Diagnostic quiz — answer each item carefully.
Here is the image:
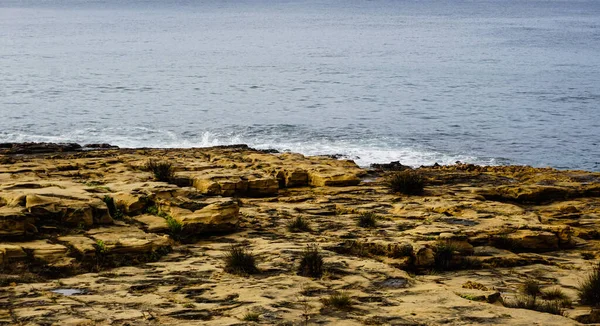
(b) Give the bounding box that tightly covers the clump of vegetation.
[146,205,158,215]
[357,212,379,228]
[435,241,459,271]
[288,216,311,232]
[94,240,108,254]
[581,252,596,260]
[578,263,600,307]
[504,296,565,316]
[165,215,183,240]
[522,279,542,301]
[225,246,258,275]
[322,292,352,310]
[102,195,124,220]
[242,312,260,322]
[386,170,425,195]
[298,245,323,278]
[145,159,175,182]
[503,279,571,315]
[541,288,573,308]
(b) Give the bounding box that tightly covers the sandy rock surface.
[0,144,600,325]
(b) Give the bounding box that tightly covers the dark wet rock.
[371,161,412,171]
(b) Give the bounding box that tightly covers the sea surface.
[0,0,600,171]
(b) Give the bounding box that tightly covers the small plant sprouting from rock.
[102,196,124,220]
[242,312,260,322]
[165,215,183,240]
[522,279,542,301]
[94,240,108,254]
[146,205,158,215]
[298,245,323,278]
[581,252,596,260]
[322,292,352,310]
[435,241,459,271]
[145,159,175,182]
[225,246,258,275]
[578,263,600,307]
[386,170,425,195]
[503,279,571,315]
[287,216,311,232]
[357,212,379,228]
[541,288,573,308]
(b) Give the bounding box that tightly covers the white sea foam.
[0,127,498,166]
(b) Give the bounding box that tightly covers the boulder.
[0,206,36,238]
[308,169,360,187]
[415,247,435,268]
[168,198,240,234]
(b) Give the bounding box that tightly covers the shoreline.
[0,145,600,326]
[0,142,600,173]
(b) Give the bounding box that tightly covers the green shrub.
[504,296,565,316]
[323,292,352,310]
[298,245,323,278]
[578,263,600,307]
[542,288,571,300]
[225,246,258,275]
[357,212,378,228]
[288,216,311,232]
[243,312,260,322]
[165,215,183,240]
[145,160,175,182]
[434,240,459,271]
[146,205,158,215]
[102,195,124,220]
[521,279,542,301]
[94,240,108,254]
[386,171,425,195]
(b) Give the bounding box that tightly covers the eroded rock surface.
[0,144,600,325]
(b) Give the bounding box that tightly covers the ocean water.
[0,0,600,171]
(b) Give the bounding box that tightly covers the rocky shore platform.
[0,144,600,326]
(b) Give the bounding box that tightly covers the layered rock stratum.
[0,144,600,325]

******************************

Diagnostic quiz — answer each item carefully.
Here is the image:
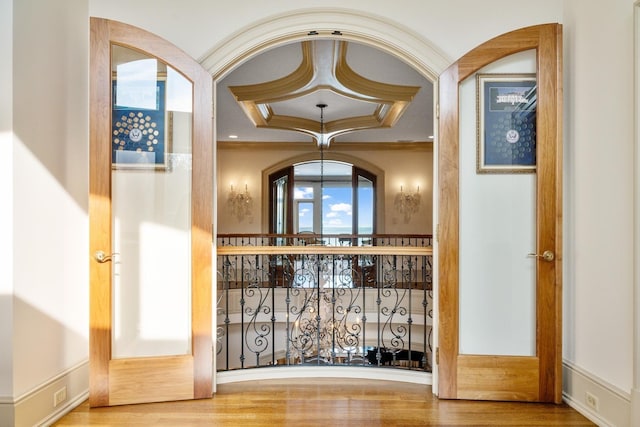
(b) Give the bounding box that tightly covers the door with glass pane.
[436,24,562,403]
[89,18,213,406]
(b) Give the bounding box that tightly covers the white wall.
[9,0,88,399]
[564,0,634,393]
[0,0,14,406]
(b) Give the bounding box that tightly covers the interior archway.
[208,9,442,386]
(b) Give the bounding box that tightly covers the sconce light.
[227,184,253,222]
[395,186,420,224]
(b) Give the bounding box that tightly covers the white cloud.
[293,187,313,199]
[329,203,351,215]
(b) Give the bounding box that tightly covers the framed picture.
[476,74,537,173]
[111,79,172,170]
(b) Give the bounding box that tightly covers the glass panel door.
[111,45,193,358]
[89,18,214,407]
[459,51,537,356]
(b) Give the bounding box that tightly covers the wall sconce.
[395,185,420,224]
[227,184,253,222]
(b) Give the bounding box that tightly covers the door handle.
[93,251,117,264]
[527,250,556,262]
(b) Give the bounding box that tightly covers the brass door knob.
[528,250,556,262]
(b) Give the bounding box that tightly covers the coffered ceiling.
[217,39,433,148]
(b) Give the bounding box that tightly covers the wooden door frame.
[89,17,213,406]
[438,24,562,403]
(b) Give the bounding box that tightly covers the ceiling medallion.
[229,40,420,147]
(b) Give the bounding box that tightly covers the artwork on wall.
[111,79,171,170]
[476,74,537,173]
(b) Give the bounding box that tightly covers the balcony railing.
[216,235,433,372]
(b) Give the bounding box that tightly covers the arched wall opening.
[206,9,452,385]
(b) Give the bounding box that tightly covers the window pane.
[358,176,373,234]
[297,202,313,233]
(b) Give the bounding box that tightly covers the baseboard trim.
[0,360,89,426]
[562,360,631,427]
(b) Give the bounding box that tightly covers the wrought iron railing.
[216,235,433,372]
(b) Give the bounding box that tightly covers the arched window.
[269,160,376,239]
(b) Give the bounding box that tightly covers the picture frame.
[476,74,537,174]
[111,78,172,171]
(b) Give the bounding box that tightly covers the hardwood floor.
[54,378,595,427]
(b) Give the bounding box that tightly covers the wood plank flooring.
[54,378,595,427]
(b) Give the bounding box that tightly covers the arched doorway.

******************************

Task to complete: Repeat verbatim the lines of the records above, between the lines holding "(b) Give the bounding box that tightly covers the sea" and "[0,142,600,173]", inclusive.

Response for this exercise:
(b) Give the bounding box that tightly covers the sea surface.
[0,0,600,171]
(b) Give the bounding box that tightly covers the small plant sprouting from rock.
[102,196,124,220]
[242,312,260,322]
[165,215,183,240]
[522,279,542,301]
[94,240,108,254]
[146,205,158,215]
[298,245,323,278]
[581,252,596,260]
[322,292,352,310]
[435,241,459,271]
[145,159,175,182]
[225,246,258,275]
[578,263,600,307]
[386,170,425,195]
[503,279,571,315]
[287,216,311,232]
[357,212,379,228]
[541,288,573,308]
(b) Give the bounding box that tightly covers the white sea foam.
[0,127,498,166]
(b) Give the bounding box that tightly covers the boulder.
[0,206,36,238]
[308,169,360,187]
[415,247,435,268]
[168,198,240,234]
(b) Give the bounding box that tightly covers the shoreline.
[0,145,600,326]
[0,142,600,173]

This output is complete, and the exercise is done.